- Set task: In the blog post about the in-laws' visit, how many dogs does the writer say they fostered over a two-year period?

- Extract:

Wednesday, December 26, 2012

We Survived!

For some people, surviving a visit from your in-laws is all about putting up with their personalities and sharing space with them in your home.  As I thought about my in-laws upcoming visit I was stressed.  It wasn't about what they would think of our home, them staying in our guest bedroom or any human personality conflicts.  It was all about mixing their 2 puppies and our 4 adult dogs into one house for 4 full days.
Incoming! ~ Lexie & Annie (Left) with Franky & Curly (Right)

Years ago, when we were fostering Rat Terriers, I didn't really think too much about how our dogs would feel about the new addition(s).  We fostered over 20 dogs over a 2-yr period.  They ranged in size, age, personality, behavior/training challenges and health.  At one time we even fostered an entire family (mom + 6 puppies)!  Some of the fosters stayed a month or two and on a rare occasion 6 months before being adopted.  It was like operating a Rat Terrier Bed and Breakfast during that time.  

Sadly, we had to make a tough decision to stop fostering.  The unexpected toll it took on our own dogs was causing behavior issues including dog-to-dog relationship issues.  I'm still amazed that with the amount of stress we put on them there weren't more fights on a regular basis.  The last 2-yrs of not fostering have been spent rebuilding confidence, relationships and trust.  Thankfully, I can say we've all come a long way!

The fact is bringing together dogs needs careful consideration.  The dog's stress level needs to be taken into consideration at all times.  The stress isn't good for their health and it can lead to ugly fights that can be challenging for us humans to recover from, too.

I can happily say all 6 dogs survived the lovely family visit this past weekend.  There were zero fights, no injuries and stress levels seemed to be in a safe range based on the results.  I'll share in my next blog what we did to keep it this way and why such care was taken this time.

- Recorded data:
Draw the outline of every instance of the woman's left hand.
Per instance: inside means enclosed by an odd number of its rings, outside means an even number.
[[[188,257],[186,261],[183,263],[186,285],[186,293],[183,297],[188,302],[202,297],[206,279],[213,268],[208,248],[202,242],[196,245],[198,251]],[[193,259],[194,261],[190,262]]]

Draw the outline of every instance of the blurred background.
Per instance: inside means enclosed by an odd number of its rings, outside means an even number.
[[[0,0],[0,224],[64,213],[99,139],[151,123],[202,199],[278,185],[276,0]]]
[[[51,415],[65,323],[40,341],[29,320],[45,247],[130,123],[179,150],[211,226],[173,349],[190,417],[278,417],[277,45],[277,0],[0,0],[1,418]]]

- Response for this exercise: Over 20 dogs.